ASSIGNED TASK - Could you set down the lines from the first line of the entries below through the line with "shallow water in the image above.", exactly and with no pictures?

== RECORDS FOR THIS TASK ==

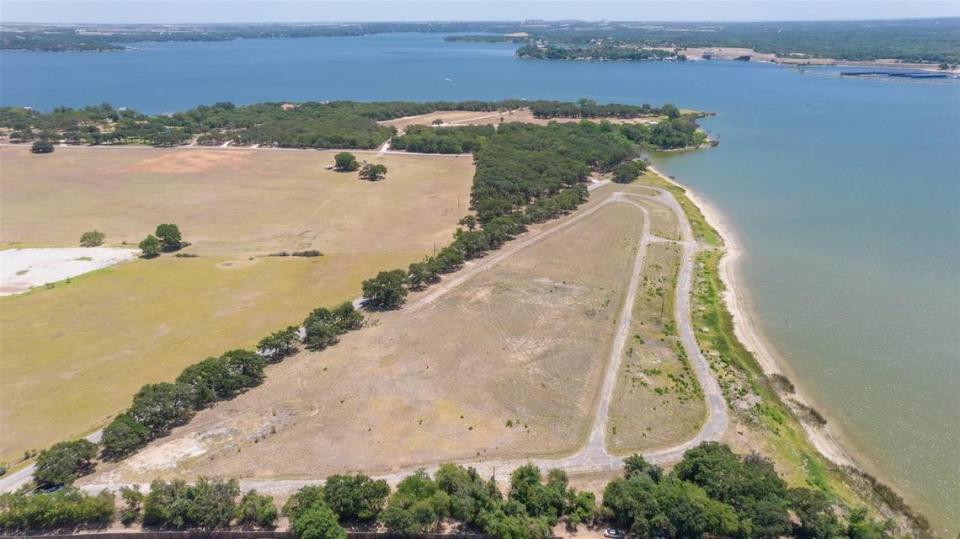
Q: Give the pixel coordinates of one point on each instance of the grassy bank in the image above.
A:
(763, 419)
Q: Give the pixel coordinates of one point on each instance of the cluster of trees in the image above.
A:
(167, 238)
(629, 171)
(588, 108)
(209, 504)
(668, 134)
(338, 124)
(373, 172)
(42, 146)
(92, 238)
(323, 327)
(596, 52)
(711, 492)
(525, 174)
(420, 503)
(345, 162)
(524, 163)
(423, 139)
(157, 408)
(714, 492)
(65, 509)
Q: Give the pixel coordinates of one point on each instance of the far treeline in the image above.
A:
(934, 41)
(711, 492)
(331, 125)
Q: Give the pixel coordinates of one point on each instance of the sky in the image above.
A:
(211, 11)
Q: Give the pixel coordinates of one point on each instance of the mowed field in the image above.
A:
(507, 365)
(72, 356)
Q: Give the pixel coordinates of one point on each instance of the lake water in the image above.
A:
(845, 194)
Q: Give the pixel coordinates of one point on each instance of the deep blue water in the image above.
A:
(844, 192)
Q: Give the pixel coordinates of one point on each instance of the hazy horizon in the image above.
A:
(355, 11)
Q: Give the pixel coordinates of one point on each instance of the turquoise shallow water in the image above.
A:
(845, 194)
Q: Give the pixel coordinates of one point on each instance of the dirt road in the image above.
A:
(593, 456)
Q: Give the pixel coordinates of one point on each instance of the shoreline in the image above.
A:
(826, 440)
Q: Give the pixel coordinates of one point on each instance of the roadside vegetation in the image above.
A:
(710, 492)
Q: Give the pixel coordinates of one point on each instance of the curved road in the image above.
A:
(593, 456)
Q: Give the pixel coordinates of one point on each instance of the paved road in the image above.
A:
(593, 456)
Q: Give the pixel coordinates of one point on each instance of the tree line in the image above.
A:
(328, 125)
(158, 408)
(596, 52)
(338, 124)
(711, 492)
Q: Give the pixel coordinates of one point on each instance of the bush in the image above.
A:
(627, 172)
(305, 498)
(280, 344)
(346, 162)
(222, 378)
(209, 504)
(169, 236)
(386, 290)
(63, 463)
(373, 172)
(355, 498)
(257, 510)
(66, 510)
(133, 503)
(123, 436)
(94, 238)
(150, 247)
(317, 522)
(42, 146)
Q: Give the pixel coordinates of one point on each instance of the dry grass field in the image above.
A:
(231, 201)
(655, 403)
(458, 117)
(506, 365)
(73, 355)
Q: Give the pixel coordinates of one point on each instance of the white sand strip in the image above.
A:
(22, 269)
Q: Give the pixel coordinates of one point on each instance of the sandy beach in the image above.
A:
(824, 439)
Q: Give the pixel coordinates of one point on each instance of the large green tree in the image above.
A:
(345, 162)
(169, 236)
(387, 290)
(63, 463)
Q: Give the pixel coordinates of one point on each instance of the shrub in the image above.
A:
(42, 146)
(94, 238)
(169, 236)
(280, 344)
(257, 510)
(123, 436)
(355, 498)
(373, 172)
(209, 504)
(346, 162)
(150, 247)
(63, 463)
(317, 522)
(628, 171)
(133, 503)
(65, 510)
(305, 498)
(386, 290)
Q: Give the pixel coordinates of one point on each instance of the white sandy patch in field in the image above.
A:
(22, 269)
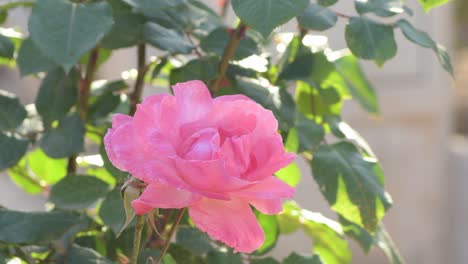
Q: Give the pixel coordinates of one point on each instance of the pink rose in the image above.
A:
(214, 156)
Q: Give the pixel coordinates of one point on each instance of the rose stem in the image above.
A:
(228, 53)
(170, 235)
(140, 222)
(83, 96)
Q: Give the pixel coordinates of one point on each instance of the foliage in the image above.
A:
(43, 145)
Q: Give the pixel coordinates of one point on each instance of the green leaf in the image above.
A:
(269, 224)
(82, 26)
(383, 8)
(57, 94)
(278, 100)
(429, 4)
(127, 29)
(47, 169)
(152, 6)
(217, 257)
(310, 134)
(356, 82)
(317, 17)
(35, 227)
(12, 150)
(268, 260)
(194, 240)
(23, 178)
(112, 211)
(82, 255)
(65, 140)
(370, 40)
(166, 39)
(290, 174)
(204, 69)
(12, 112)
(351, 183)
(217, 40)
(423, 39)
(295, 258)
(328, 238)
(31, 59)
(77, 192)
(266, 15)
(7, 47)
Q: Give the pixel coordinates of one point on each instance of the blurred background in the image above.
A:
(421, 137)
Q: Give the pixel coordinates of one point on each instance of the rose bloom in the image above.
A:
(214, 156)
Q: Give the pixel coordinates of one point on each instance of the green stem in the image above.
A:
(140, 222)
(170, 235)
(135, 97)
(228, 53)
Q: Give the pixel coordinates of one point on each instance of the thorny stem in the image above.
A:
(228, 53)
(140, 222)
(170, 235)
(83, 97)
(135, 97)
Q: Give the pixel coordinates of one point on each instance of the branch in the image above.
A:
(228, 53)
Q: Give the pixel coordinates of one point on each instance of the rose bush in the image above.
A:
(213, 156)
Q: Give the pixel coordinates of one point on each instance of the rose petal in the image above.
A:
(163, 196)
(193, 99)
(231, 222)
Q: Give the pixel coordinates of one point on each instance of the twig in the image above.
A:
(170, 235)
(228, 53)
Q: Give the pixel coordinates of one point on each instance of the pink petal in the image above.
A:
(193, 99)
(163, 196)
(231, 222)
(268, 195)
(209, 177)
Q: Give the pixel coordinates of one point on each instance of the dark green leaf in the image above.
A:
(217, 257)
(194, 240)
(83, 255)
(423, 39)
(66, 37)
(268, 260)
(204, 69)
(23, 178)
(166, 39)
(65, 140)
(295, 258)
(383, 8)
(266, 15)
(429, 4)
(152, 6)
(7, 47)
(12, 150)
(12, 112)
(352, 184)
(77, 192)
(112, 211)
(45, 168)
(34, 228)
(127, 29)
(57, 94)
(31, 59)
(317, 17)
(290, 174)
(269, 224)
(370, 40)
(328, 238)
(356, 82)
(279, 101)
(217, 40)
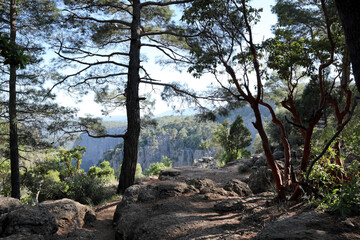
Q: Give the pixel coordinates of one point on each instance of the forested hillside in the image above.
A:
(176, 137)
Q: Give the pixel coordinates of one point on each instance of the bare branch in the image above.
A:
(163, 4)
(114, 21)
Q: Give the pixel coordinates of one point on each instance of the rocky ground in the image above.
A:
(183, 203)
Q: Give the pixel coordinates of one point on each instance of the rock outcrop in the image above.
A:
(7, 204)
(308, 225)
(42, 222)
(181, 205)
(28, 220)
(68, 213)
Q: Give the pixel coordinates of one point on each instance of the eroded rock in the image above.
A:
(68, 213)
(309, 225)
(30, 220)
(260, 180)
(239, 187)
(7, 204)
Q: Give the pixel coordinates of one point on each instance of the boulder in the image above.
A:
(26, 236)
(201, 183)
(261, 180)
(239, 187)
(278, 155)
(171, 189)
(169, 172)
(30, 220)
(229, 205)
(68, 213)
(7, 204)
(261, 161)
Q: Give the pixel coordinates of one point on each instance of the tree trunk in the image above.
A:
(268, 154)
(350, 18)
(14, 151)
(128, 169)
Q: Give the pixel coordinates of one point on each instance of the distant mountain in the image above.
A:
(186, 112)
(177, 137)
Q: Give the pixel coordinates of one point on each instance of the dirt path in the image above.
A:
(103, 226)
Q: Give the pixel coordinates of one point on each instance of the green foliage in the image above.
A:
(87, 190)
(69, 160)
(232, 140)
(60, 176)
(155, 168)
(339, 195)
(12, 53)
(138, 172)
(103, 172)
(257, 145)
(5, 169)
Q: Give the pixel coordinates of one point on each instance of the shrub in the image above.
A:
(104, 172)
(340, 196)
(87, 190)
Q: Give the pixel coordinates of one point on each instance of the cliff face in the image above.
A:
(95, 147)
(171, 148)
(152, 153)
(175, 137)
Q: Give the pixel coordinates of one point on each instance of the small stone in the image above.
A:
(349, 223)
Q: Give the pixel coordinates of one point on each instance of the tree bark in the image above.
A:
(131, 139)
(14, 149)
(350, 18)
(268, 154)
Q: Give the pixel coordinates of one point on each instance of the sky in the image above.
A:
(87, 106)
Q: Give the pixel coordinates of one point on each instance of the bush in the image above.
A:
(104, 172)
(339, 195)
(87, 190)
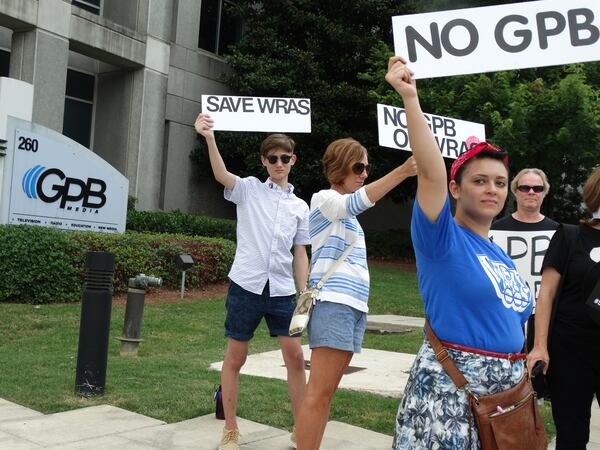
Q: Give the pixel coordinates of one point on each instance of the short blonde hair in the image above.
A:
(591, 194)
(538, 172)
(339, 157)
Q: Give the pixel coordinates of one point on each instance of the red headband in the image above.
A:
(472, 152)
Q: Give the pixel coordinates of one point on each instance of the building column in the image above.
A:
(41, 58)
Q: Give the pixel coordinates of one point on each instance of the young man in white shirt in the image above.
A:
(271, 221)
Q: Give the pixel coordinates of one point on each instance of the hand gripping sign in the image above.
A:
(271, 114)
(504, 37)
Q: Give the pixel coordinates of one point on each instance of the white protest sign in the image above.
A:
(454, 137)
(527, 250)
(271, 114)
(504, 37)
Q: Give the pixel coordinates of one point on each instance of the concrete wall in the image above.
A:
(150, 76)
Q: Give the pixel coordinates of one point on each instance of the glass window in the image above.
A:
(79, 107)
(219, 28)
(4, 63)
(88, 5)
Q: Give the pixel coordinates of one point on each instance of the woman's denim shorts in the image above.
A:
(338, 326)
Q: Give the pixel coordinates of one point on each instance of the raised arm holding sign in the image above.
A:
(265, 275)
(474, 299)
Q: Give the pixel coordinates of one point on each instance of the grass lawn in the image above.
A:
(170, 379)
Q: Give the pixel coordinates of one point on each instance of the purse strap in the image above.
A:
(335, 265)
(444, 358)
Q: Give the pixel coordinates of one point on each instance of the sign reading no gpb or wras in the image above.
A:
(453, 136)
(504, 37)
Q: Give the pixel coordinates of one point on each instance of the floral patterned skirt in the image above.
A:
(433, 414)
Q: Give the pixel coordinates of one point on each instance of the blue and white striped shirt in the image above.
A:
(333, 226)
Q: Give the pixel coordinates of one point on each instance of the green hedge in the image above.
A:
(180, 223)
(392, 244)
(44, 265)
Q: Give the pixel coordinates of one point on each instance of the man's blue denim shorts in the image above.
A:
(338, 326)
(245, 310)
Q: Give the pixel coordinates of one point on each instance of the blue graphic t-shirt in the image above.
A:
(472, 292)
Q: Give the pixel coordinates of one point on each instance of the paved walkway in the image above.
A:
(108, 427)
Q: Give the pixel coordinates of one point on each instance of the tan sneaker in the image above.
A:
(230, 440)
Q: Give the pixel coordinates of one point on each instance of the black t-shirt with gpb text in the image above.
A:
(580, 274)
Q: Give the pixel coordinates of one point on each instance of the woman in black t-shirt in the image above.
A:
(570, 348)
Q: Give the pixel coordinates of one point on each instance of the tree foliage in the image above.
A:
(336, 55)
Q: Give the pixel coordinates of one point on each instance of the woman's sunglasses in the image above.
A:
(359, 168)
(526, 188)
(285, 159)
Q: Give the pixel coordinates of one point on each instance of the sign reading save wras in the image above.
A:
(271, 114)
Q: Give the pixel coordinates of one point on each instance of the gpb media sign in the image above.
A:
(87, 191)
(503, 37)
(58, 183)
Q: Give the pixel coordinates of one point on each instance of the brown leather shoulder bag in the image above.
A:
(507, 420)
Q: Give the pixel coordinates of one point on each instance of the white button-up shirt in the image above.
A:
(270, 221)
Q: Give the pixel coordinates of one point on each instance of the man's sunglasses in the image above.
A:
(525, 188)
(285, 159)
(359, 168)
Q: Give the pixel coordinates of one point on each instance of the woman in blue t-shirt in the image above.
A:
(474, 298)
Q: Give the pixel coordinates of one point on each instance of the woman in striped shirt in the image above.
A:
(338, 320)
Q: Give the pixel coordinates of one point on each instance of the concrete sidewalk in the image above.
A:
(107, 427)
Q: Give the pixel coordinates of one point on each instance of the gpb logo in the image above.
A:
(33, 185)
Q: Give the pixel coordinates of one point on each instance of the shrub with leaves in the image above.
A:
(45, 265)
(181, 223)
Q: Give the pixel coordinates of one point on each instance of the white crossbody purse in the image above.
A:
(308, 297)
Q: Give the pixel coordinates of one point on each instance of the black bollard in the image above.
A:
(134, 310)
(96, 303)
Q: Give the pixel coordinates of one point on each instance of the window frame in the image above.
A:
(92, 102)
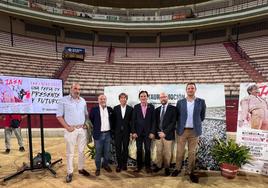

===

ANSWER BELOW -
Q: Give the pixel coordinates of one point on each instance of the grassy bank in the image above.
A:
(763, 419)
Q: Give the pixel coordinates of one point on each instance of the cluster of trees in the image above.
A:
(167, 238)
(629, 171)
(588, 108)
(209, 504)
(668, 134)
(338, 124)
(373, 172)
(42, 146)
(92, 238)
(323, 327)
(596, 52)
(711, 492)
(525, 174)
(420, 503)
(345, 162)
(524, 163)
(423, 139)
(157, 408)
(714, 492)
(65, 509)
Q: Give the pixel coordinates of one point on each instance of the far treeline in the image above.
A:
(934, 41)
(711, 492)
(331, 125)
Q: Give the pixel coordinates of one point on each instance of the sky in the image above.
A:
(211, 11)
Q: Give the pixel coordinates of one point on each instance of the mowed field in the image above.
A:
(507, 365)
(72, 356)
Q: Give the pixel coordinates of one point on each instance of the lake water in the image above.
A:
(845, 194)
Q: Give the pixel coordinates of one point on each instance of the deep blue water in the image above.
A:
(844, 192)
Q: Give the pixel coordinates of one point on each instance of the hazy horizon in the image above.
A:
(355, 11)
Q: Give the pixel coordinates of one point on each instance of the turquoise shallow water in the image above.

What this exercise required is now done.